DOCUMENT EXCERPT:
8. Mechanical-Strength Testing

Mechanical-strength testing is a process used to determine the ability of a material or component to withstand various types of mechanical forces without failure. It’s a way of testing a material to obtain its mechanical properties. This type of testing assesses key properties like: tensile strength, yield strength, compressive strength, flexural strength, hardness, and impact resistance. The objective is to evaluate how materials behave under different stress conditions and to ensure they can endure the demands of their intended applications.

In mechanical-strength testing, materials are subjected to controlled forces that mimic the stresses they will face in real-life scenarios. Tests are conducted using specialized equipment — usually a UTM (universal testing machine) — designed to apply specific types of forces, such as: tension, compression, bending, and impact. For instance, a tensile-strength test measures a material's resistance to being pulled apart, while a compressive-strength test assesses its ability to withstand pressing or squeezing forces.

The data gathered from these tests helps in material selection, design optimization, and quality assurance, ensuring that products are safe, reliable, and fit for purpose. Mechanical strength testing is crucial across various industries, including: construction, automotive, aerospace, and consumer goods.

9. End-of-Line Testing

End-of-line testing is a quality control process conducted at the final stage of the manufacturing process (at the end of the production line), just before products are shipped or delivered to customers. This type of testing is designed to ensure that finished products meet all the required specifications, quality standards, and functional requirements.

DATA TO PROCESS:
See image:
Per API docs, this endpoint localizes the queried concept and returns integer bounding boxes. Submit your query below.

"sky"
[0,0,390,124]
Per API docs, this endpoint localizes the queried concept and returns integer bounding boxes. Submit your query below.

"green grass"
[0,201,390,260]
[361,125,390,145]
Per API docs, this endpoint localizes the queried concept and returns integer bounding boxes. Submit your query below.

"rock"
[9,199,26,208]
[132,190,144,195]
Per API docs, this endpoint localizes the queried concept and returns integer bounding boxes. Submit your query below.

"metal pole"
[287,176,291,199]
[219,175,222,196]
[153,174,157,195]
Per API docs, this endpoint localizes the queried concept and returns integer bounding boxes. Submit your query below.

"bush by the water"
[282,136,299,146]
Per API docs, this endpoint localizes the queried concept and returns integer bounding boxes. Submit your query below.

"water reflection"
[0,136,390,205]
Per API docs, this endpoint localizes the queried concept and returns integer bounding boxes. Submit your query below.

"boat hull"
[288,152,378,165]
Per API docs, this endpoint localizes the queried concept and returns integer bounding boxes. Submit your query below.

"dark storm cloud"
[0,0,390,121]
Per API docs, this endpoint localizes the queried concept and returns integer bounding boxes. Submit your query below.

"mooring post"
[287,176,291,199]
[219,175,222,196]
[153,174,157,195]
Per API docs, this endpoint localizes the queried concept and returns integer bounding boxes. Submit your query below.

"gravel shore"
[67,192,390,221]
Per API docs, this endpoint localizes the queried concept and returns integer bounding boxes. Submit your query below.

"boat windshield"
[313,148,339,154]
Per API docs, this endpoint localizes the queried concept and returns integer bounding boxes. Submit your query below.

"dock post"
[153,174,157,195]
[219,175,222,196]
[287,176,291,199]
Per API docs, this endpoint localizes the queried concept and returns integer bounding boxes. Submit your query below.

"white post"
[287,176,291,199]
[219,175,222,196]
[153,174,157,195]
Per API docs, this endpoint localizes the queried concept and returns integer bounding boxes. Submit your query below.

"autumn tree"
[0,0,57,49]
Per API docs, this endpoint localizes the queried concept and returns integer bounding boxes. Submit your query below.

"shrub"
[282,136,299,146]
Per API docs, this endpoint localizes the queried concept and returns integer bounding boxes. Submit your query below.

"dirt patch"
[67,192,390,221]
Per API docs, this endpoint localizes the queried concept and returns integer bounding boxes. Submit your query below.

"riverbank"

WHAT THIS EXERCISE ASKS:
**1.** In the testing excerpt, what equipment is usually used to conduct mechanical-strength tests?
**2.** Express the rows from their first line through the line containing "[0,136,390,205]" as a Markdown table with the columns Line and Text, skipping blank lines. Put a running number under Line and the line itself under Text.
The testing excerpt and the rows have nothing to do with each other.

RESULTS OF THE EXERCISE:
**1.** A UTM (universal testing machine).

**2.**
| Line | Text |
|---|---|
| 1 | See image: |
| 2 | Per API docs, this endpoint localizes the queried concept and returns integer bounding boxes. Submit your query below. |
| 3 | "sky" |
| 4 | [0,0,390,124] |
| 5 | Per API docs, this endpoint localizes the queried concept and returns integer bounding boxes. Submit your query below. |
| 6 | "green grass" |
| 7 | [0,201,390,260] |
| 8 | [361,125,390,145] |
| 9 | Per API docs, this endpoint localizes the queried concept and returns integer bounding boxes. Submit your query below. |
| 10 | "rock" |
| 11 | [9,199,26,208] |
| 12 | [132,190,144,195] |
| 13 | Per API docs, this endpoint localizes the queried concept and returns integer bounding boxes. Submit your query below. |
| 14 | "metal pole" |
| 15 | [287,176,291,199] |
| 16 | [219,175,222,196] |
| 17 | [153,174,157,195] |
| 18 | Per API docs, this endpoint localizes the queried concept and returns integer bounding boxes. Submit your query below. |
| 19 | "bush by the water" |
| 20 | [282,136,299,146] |
| 21 | Per API docs, this endpoint localizes the queried concept and returns integer bounding boxes. Submit your query below. |
| 22 | "water reflection" |
| 23 | [0,136,390,205] |